Give all of the lines again exactly as they read.

[Collection entries]
* * *
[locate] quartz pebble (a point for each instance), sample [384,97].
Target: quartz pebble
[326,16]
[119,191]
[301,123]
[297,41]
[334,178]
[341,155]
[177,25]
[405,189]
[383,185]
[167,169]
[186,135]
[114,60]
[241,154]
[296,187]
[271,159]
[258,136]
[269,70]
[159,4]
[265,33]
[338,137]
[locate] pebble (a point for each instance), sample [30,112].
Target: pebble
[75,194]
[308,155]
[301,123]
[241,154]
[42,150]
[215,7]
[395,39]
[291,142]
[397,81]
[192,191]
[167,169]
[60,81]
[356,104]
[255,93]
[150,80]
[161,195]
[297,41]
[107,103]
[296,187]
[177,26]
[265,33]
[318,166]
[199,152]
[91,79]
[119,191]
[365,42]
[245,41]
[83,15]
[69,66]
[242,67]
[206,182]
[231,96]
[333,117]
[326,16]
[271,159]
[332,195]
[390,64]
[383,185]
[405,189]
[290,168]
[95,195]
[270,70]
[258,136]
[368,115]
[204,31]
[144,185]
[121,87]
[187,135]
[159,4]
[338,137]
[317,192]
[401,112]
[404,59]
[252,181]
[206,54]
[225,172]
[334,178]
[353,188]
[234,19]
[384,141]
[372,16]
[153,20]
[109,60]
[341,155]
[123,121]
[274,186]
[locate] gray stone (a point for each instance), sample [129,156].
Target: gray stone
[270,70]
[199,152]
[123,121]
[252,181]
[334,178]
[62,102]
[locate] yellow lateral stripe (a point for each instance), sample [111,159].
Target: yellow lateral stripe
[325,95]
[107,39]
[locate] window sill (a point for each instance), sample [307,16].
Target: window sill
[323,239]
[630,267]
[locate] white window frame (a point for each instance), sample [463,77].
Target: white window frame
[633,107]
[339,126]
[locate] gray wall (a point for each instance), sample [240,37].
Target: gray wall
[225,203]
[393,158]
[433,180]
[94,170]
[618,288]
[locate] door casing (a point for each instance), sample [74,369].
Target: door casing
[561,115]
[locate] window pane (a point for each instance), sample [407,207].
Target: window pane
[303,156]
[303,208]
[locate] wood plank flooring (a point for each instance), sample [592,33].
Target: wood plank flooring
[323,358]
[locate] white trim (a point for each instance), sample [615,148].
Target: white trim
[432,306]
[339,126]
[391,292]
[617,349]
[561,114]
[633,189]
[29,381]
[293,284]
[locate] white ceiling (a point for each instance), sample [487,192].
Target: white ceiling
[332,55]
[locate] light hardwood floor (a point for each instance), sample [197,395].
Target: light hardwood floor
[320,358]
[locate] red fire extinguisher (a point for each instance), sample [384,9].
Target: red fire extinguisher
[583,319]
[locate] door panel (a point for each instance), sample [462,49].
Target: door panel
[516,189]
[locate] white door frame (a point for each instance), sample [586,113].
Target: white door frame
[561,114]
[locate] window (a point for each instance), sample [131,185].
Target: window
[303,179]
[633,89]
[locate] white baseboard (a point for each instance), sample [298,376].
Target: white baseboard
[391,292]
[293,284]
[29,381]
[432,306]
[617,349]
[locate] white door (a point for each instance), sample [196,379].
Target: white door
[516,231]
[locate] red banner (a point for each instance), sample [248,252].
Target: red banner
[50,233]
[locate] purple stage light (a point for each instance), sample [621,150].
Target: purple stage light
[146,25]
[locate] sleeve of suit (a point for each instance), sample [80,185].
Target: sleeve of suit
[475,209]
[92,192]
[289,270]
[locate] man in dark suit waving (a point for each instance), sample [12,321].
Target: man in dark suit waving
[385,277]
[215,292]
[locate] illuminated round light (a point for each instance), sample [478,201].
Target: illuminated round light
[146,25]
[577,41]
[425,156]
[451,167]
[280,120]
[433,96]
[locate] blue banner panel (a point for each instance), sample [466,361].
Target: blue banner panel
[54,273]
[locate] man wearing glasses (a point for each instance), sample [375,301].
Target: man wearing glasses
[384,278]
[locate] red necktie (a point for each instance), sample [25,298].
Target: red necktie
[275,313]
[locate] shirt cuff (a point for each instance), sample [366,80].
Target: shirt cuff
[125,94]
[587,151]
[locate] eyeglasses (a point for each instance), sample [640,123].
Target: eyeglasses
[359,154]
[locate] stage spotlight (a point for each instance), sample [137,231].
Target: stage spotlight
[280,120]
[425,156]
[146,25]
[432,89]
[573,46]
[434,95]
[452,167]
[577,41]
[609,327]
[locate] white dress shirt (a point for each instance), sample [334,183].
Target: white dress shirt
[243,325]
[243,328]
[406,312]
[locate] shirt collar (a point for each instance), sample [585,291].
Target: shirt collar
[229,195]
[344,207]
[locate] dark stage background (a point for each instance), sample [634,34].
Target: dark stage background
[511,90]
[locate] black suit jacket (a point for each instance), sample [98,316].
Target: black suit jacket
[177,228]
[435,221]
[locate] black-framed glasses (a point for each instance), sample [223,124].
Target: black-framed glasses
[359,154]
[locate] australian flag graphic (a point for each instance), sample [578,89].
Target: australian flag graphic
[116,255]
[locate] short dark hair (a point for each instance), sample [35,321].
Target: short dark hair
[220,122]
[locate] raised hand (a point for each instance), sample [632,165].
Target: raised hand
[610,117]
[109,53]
* * *
> _WRITTEN ANSWER_
[locate] quartz pebble (a point for each instance), sample [384,97].
Target: quartz pebble
[326,16]
[119,191]
[301,123]
[297,41]
[334,178]
[341,155]
[177,25]
[405,189]
[383,185]
[167,169]
[186,135]
[114,60]
[241,154]
[296,187]
[271,159]
[258,136]
[269,70]
[159,4]
[265,33]
[338,137]
[locate] pebble (a point for each instance), sample [30,112].
Target: pebble
[75,194]
[308,155]
[301,123]
[241,154]
[42,150]
[215,7]
[395,39]
[291,142]
[397,81]
[192,191]
[167,169]
[60,81]
[356,104]
[255,93]
[150,80]
[161,195]
[297,41]
[107,103]
[296,187]
[177,26]
[265,33]
[318,166]
[199,152]
[91,79]
[119,191]
[365,42]
[245,41]
[83,15]
[69,66]
[242,67]
[206,182]
[231,96]
[333,117]
[326,16]
[271,159]
[332,195]
[390,64]
[383,185]
[405,189]
[290,168]
[95,195]
[270,70]
[258,136]
[368,115]
[204,31]
[144,185]
[121,87]
[187,135]
[159,4]
[338,137]
[317,192]
[401,112]
[404,59]
[252,181]
[206,54]
[225,172]
[334,178]
[353,188]
[234,19]
[384,141]
[372,16]
[153,20]
[109,60]
[341,155]
[123,121]
[274,186]
[locate] gray stone (a point for each instance), sample [129,156].
Target: gray stone
[270,70]
[199,152]
[123,121]
[252,181]
[334,178]
[62,102]
[locate] yellow lateral stripe (a point for each instance), sample [111,159].
Target: yellow lateral stripe
[325,95]
[107,39]
[locate] window sill (a point for each instance), sample [307,16].
Target: window sill
[323,239]
[630,267]
[locate] white window frame (a point for each instance), sample [463,77].
Target: white window frame
[633,107]
[339,126]
[locate] gray wall (a point for each instance), sample [240,37].
Target: gray wall
[225,203]
[393,158]
[433,180]
[94,170]
[618,288]
[locate] door casing (a point for each instance), sample [74,369].
Target: door casing
[561,115]
[locate] window pane (a point for each instance), sample [407,207].
Target: window pane
[303,156]
[303,208]
[locate] wood plank flooring (a point for each instance), sample [592,33].
Target: wood plank flooring
[323,358]
[locate] white trim (a point for each instance), sample [615,148].
Target: white trim
[432,306]
[339,126]
[391,292]
[617,349]
[561,114]
[633,189]
[29,381]
[293,284]
[locate] white ceiling (a point for each instance), sample [487,192].
Target: white ceiling
[332,55]
[locate] light hardwood floor (a point for each instance), sample [197,395].
Target: light hardwood floor
[320,358]
[locate] red fire extinguisher (a point for each instance), sample [384,9].
Target: red fire extinguisher
[583,319]
[locate] door panel (a point for each instance), sample [462,49].
Target: door panel
[516,189]
[locate] white door frame (a point for each instance), sample [586,113].
Target: white door frame
[561,114]
[locate] window (a point for each instance), sample [131,185].
Target: window
[303,179]
[633,89]
[locate] white baseboard (a point for each instance), sample [298,376].
Target: white baseboard
[391,292]
[293,284]
[29,381]
[432,306]
[617,349]
[locate] white door (a point for each instance), sample [196,379].
Target: white door
[516,231]
[locate] red banner (a point for each instance), sample [248,252].
Target: red banner
[50,233]
[locate] purple stage light (a point for each instance), sample [621,150].
Target: purple stage light
[146,25]
[locate] sleeve of suit (a point for each instance), sample [80,185].
Target: sleeve of suit
[475,209]
[92,192]
[289,270]
[locate] man in dark suit waving (a point for each instance), sample [12,321].
Target: man in dark suit waving
[385,277]
[215,292]
[locate] illuminated round light (a point for each instance), sample [478,201].
Target: illuminated round light
[146,25]
[577,41]
[425,156]
[451,167]
[280,120]
[433,96]
[locate] blue banner panel (a point for each instance), sample [466,361].
Target: blue banner panel
[54,273]
[locate] man wearing glasses (a point for each instance), sample [375,301].
Target: man wearing glasses
[384,278]
[locate] red necktie (a point for each instance), sample [25,298].
Target: red necktie
[275,313]
[locate] shirt cuff (a point for each instance), sample [366,80].
Target: shirt cuff
[125,94]
[587,151]
[locate] eyeglasses (a point for each instance), sample [640,123].
Target: eyeglasses
[359,154]
[locate] stage spotlight (a point for each instance), sample [137,231].
Target: stage spotlight
[280,120]
[425,156]
[146,25]
[432,89]
[573,46]
[434,95]
[452,167]
[577,41]
[609,327]
[locate] white dress shirt (a point for each instance), sample [334,183].
Target: white dress shirt
[243,325]
[243,328]
[406,312]
[locate] shirt collar (a point for each instance), sample [585,291].
Target: shirt collar
[229,195]
[344,207]
[locate] dark stage background (a point for each instance), sample [634,34].
Target: dark stage background
[511,90]
[locate] black suit jacket (a point for each instance), sample [98,316].
Target: black suit jacket
[177,228]
[435,221]
[locate] black-framed glasses (a point for each instance), sample [223,124].
Target: black-framed glasses
[359,154]
[locate] australian flag graphic (a point for each instance), sample [578,89].
Target: australian flag graphic
[116,255]
[locate] short dark hair (a point for each instance), sample [35,321].
Target: short dark hair
[220,122]
[locate] raised hand (a point for each instance), sample [632,165].
Target: raised hand
[610,117]
[109,53]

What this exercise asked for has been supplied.